* BEGIN Text excerpt *
Nana is a French-Italian film by Christian-Jaque starring Martine Carol and Charles Boyer. An adaptation of the 1880 novel Nana by Émile Zola, it tells the story of two French aristocrats who are fatally ruined by their obsession for Nana, a mediocre actress and prostitute. Using the ancient theme of a worthless woman beguiling powerful men, the film portrays the moral corruption of the nominally Catholic court and nobility under the Second Empire.

Plot
Nana, who appears nightly at a downmarket Parisian theatre where her impudence and the scantiness of her costumes make up for her lack of dramatic talent, supplements her income by assignations with admirers. She catches the eye of Muffat, a faithful Catholic husband who is a trusted aide of the Emperor. By perseverance and heavy expenditure, he makes her his exclusive mistress in a palatial private residence. His wife leaves him, his daughter's fiancé breaks off their engagement, and his fortune has gone.
* END Text excerpt *
* BEGIN Items *
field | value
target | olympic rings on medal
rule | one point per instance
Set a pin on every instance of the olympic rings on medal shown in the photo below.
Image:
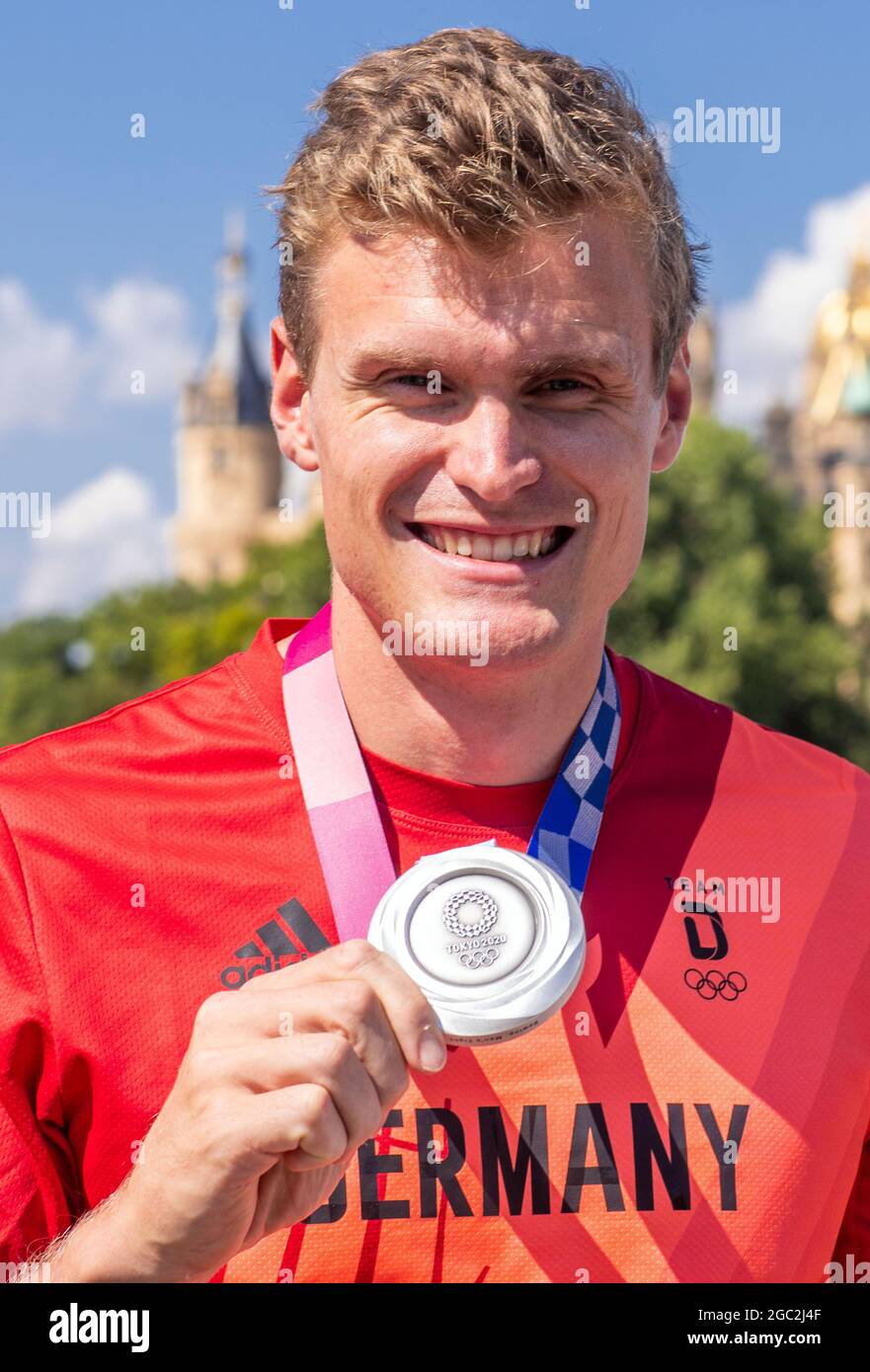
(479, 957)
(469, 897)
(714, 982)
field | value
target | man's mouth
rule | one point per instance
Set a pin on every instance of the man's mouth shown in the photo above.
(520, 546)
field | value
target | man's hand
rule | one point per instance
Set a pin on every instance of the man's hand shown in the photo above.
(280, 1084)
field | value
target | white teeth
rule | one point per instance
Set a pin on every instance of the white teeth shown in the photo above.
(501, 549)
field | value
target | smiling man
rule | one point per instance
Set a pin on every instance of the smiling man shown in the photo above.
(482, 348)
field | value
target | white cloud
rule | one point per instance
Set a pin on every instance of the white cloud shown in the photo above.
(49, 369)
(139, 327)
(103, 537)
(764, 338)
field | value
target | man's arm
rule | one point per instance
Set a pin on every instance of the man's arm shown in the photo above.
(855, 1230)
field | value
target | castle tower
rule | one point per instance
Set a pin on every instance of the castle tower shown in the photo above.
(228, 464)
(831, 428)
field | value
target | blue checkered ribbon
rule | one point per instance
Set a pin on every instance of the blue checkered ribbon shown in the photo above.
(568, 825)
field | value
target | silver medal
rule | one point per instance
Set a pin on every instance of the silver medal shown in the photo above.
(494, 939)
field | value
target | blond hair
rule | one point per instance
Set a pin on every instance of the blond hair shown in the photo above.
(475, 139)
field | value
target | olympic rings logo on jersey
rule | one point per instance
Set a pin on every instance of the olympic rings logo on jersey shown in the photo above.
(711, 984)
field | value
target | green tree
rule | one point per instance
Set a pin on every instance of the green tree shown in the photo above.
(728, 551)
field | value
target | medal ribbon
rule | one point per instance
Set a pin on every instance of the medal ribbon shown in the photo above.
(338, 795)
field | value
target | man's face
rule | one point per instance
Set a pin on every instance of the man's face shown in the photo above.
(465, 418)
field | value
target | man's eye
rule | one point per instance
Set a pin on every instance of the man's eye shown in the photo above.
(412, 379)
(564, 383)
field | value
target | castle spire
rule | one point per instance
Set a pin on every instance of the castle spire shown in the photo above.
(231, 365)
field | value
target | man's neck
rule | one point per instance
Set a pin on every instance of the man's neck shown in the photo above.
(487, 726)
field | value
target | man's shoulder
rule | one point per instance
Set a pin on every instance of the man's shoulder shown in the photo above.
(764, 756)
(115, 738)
* END Items *
## What to work on:
1. Translate this sentence from the Nana film summary into Spanish: "She catches the eye of Muffat, a faithful Catholic husband who is a trusted aide of the Emperor."
2. According to the Nana film summary, what work is the film adapted from?
Please answer from the Nana film summary alone, without using the data.

## Results:
1. Ella llama la atención de Muffat, un esposo católico fiel que es un colaborador de confianza del Emperador.

2. The 1880 novel Nana by Émile Zola.